Balance ta start-up : le compte Instagram qui crée la tourmente
Du harcèlement aux licenciements illégaux, sur Balance ta start-up, les témoignages s'empilent comme les followers, qui sont plus de 150 000. Coolitude de façade et gestion interne déplorable ? Ou simple vengeance de salariés échaudés ? Chacun veut distinguer le vrai du faux.
Je m'abonne"Elle m'a empêché de dormir tous les dimanches en m'envoyant des mails à 22h pour la réunion du lundi matin. Elle a aussi enclenché des dépressions chez les employés", "L'enfer sur terre... Elle fait régner la terreur et peu de monde ose parler", scande une voix anonyme sur le compte Instagram @balancetastartup En cause : la manageuse d'une start-up où les pratiques RH laisseraient à désirer. Son cas n'est pas unique : sur le réseau social, les témoignages glaçants se multiplient.
Fondé en décembre 2020, le compte Balance ta start-up se donne pour mission de dénoncer les dérives au sein de la start-up nation, du harcèlement au licenciement illégal. Y sont pointées du doigt des jeunes pousses de tous bords, tels que Doctolib, Lydia, Qapa, Side, Meero, Swile et plus récemment Lou Yetu. Les témoignages sont recueillis, à l'origine, sur le réseau social d'évaluation de l'environnement de travail, Glassdoor. La prise de popularité est flagrante. Dès lors, les langues se délient sur Instagram où la détentrice du compte publie les messages qui lui sont envoyés. Toutefois, l'anonymat reste de mise, par peur de représailles ou d'atteinte à la e-réputation.
Trois ans après les mouvements #MeToo et #Balancetonporc qui avaient embrasé les réseaux sociaux et mené à plusieurs procès, Balance ta start-up s'inscrit aux côtés des comptes éponymes @balancetonagency, @balancetonstage, @balancetaredaction ou encore @balancetontatoueur. Des initiatives à l'ADN commune : manifester en ligne en vue d'éveiller des méthodes discutables.
Une ancienne de la start-up nation
L'instigatrice de Balance ta start-up a entre 30 et 40 ans et affirme avoir collaboré au sein de 5 start-up. Oui les points positifs existent, mais divers agissements la froissent : "j'ai été témoin d'abus pendant des années, ça m'a donné envie d'agir", précise-t-elle incognito. Voyant les répercussions du compte @balancetonagency, qui a poussé à la démission plusieurs pointures du secteur de la publicité, et l'enquête de Médiapart sur la start-up "Lunettes Pour Tous" qui a révélé le management calamiteux de la start-up chouchoute de l'optique, elle se lance. Son objectif est d'alors apporter des solutions. "Je me suis rapprochée d'une avocate pour chercher des manières de proposer une aide concrète aux personnes en difficulté. Ce compte doit devenir le tampon entre les salariés et les aides auxquelles ils peuvent accéder", explique la militante.

Consigne écrite 1 -
Répondez brièvement à ces questions sur l'article consacré à Balance ta start-up :
(a) Quand le compte a-t-il été fondé ?
(b) Combien d'abonnés le compte compte-t-il ?
(c) Dans combien de start-up sa créatrice affirme-t-elle avoir travaillé ?
L'article et les entrées n'ont aucun lien entre eux.

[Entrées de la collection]
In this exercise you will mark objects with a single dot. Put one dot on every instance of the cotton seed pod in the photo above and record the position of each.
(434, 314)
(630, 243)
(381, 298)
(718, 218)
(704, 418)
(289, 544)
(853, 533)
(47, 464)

Consigne écrite 2 -
Recopiez à l'identique chacune des entrées de la collection, ligne par ligne.

Résultat final 1 -
(a) En décembre 2020.
(b) Plus de 150 000.
(c) Dans 5 start-up.

Résultat final 2 -
In this exercise you will mark objects with a single dot. Put one dot on every instance of the cotton seed pod in the photo above and record the position of each.
(434, 314)
(630, 243)
(381, 298)
(718, 218)
(704, 418)
(289, 544)
(853, 533)
(47, 464)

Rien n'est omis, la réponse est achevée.